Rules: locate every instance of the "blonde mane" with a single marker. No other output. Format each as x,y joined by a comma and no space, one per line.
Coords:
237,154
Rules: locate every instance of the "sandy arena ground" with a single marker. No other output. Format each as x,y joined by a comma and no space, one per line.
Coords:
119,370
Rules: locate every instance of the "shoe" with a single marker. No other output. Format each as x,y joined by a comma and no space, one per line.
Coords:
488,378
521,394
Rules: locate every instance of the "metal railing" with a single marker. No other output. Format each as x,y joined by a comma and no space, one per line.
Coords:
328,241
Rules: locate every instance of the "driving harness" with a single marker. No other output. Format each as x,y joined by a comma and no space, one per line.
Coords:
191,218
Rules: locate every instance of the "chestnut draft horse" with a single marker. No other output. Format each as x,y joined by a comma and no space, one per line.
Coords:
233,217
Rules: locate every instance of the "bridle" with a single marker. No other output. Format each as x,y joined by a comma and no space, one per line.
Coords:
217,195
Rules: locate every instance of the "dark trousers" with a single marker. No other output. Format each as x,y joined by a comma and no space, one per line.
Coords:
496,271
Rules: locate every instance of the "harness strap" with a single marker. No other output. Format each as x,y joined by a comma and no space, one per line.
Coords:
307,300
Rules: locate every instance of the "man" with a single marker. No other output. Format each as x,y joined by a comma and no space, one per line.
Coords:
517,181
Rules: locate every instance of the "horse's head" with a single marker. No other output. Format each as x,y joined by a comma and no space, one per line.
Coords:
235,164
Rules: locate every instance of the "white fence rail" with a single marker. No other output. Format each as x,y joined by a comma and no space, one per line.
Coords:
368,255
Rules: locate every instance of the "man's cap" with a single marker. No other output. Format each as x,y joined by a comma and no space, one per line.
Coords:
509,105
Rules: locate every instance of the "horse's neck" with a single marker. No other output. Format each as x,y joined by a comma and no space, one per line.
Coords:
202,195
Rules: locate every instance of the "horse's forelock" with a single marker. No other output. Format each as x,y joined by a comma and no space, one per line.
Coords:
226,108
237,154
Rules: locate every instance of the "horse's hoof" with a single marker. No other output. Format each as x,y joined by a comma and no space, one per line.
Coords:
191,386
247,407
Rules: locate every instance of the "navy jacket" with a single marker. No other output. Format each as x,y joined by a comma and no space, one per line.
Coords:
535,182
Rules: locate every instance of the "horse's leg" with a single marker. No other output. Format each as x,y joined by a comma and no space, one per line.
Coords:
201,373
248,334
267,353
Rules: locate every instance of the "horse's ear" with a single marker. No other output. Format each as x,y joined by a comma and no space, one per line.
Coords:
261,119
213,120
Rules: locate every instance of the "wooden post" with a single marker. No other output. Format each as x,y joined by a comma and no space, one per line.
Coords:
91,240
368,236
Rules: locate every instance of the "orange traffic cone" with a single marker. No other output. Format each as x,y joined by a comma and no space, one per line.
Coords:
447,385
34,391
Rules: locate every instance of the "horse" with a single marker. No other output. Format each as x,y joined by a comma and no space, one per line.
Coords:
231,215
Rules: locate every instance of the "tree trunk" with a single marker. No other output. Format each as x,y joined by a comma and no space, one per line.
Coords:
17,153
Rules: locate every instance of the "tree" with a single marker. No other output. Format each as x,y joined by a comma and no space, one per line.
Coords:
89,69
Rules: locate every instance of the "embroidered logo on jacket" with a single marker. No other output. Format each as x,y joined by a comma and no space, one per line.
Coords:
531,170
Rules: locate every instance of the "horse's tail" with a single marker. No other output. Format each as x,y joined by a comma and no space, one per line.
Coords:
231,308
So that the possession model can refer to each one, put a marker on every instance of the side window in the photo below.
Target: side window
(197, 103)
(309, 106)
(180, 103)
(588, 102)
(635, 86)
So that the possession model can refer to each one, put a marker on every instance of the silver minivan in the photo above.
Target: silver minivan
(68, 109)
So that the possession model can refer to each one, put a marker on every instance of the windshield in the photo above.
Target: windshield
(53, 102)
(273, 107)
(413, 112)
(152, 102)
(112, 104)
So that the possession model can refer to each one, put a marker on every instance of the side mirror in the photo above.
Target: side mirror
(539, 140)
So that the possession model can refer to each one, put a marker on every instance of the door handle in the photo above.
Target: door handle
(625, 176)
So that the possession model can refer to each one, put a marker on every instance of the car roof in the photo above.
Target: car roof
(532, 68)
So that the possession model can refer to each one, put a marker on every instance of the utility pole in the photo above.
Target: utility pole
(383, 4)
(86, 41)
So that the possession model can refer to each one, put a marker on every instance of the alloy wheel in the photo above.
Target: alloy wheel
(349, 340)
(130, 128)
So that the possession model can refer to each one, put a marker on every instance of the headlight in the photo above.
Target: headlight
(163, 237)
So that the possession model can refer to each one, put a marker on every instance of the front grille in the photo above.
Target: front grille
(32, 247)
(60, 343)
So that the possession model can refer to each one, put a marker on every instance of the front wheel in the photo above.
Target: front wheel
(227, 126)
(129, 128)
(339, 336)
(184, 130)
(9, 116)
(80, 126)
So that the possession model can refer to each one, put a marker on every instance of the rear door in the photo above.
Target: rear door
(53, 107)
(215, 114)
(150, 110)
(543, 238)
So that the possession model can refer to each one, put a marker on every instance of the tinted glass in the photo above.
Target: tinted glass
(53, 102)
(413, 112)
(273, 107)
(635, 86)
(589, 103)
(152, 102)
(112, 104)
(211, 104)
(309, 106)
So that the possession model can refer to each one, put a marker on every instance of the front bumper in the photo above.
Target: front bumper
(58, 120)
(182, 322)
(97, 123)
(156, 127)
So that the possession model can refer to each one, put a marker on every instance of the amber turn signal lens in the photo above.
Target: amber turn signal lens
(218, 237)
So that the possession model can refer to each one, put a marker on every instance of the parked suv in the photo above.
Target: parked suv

★ ★ ★

- _REQUIREMENT_
Determine how many lines of the data above contain the string "jacket", and give the result with nothing else.

- _OUTPUT FOR THIS EXERCISE_
2